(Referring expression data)
-------

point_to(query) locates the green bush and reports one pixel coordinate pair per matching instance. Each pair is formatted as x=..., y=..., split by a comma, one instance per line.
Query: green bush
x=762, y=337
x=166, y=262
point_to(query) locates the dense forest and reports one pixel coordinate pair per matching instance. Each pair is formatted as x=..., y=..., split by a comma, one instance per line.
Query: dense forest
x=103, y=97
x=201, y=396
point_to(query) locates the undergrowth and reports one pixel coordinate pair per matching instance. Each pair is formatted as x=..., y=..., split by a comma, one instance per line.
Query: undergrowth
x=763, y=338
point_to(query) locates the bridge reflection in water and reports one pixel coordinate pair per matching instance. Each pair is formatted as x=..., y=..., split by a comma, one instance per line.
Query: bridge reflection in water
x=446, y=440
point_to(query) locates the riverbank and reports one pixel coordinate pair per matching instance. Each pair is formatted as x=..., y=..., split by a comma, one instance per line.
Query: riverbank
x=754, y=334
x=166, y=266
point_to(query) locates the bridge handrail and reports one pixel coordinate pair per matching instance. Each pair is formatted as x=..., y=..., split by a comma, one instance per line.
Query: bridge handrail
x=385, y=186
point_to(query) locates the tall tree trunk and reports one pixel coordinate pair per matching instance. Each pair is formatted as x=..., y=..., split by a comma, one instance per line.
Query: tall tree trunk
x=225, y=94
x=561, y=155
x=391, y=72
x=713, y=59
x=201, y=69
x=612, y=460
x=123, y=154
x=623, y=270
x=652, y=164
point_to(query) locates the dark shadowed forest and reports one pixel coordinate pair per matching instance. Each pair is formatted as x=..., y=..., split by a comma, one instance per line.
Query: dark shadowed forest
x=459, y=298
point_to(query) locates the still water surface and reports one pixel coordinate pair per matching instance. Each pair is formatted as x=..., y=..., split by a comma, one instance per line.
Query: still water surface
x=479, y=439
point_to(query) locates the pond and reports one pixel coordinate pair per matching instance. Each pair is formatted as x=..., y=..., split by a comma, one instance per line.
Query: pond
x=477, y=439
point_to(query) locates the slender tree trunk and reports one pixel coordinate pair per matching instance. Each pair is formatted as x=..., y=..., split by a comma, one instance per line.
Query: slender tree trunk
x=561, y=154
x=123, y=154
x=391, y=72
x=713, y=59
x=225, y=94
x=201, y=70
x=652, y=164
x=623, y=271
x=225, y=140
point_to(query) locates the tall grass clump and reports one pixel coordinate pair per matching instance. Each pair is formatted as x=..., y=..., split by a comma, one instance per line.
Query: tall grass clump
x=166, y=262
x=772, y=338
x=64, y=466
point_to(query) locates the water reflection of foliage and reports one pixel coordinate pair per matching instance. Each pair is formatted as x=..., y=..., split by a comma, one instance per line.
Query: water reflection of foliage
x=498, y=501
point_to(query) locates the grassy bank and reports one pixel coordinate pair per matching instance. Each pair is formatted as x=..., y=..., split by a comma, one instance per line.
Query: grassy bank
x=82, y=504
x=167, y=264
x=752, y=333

-------

■ **Work to complete**
Reproduce exactly the line bearing "point_to(query) locates the pond" and all the lines that come after it in the records above; add nothing.

■ **Finished task**
point_to(query) locates the pond and reports one pixel coordinate pair per matching instance. Each pair is formatted as x=..., y=..., split by a comma, one instance per line.
Query: pond
x=477, y=439
point_to(query) locates the slender tree trunk and reports one pixel coordinate pair per matching instance. Each pair is formatted as x=..., y=..., split by a comma, one instance per line.
Query: slender tree trunk
x=561, y=154
x=123, y=154
x=391, y=72
x=713, y=59
x=225, y=94
x=201, y=70
x=652, y=164
x=623, y=271
x=225, y=140
point_to(query) locates the tall grass clump and reports one pixel coordinate pair per matching instance. Each pair is formatted as x=..., y=..., split by a comma, one instance per line.
Query: tall grass clump
x=166, y=262
x=772, y=338
x=64, y=466
point_to(query) locates the water reflection of foliage and reports one pixel coordinate pair per matching instance. Each pair is formatted as x=..., y=..., split by a comma, one instance per line.
Query: water reflection of foliage
x=498, y=501
point_to(query) locates the grassy bank and reports one pixel coordinate pair per matching instance. Each pair is formatted as x=..., y=..., split by a comma, one instance per line.
Query: grassy bank
x=82, y=504
x=167, y=264
x=752, y=333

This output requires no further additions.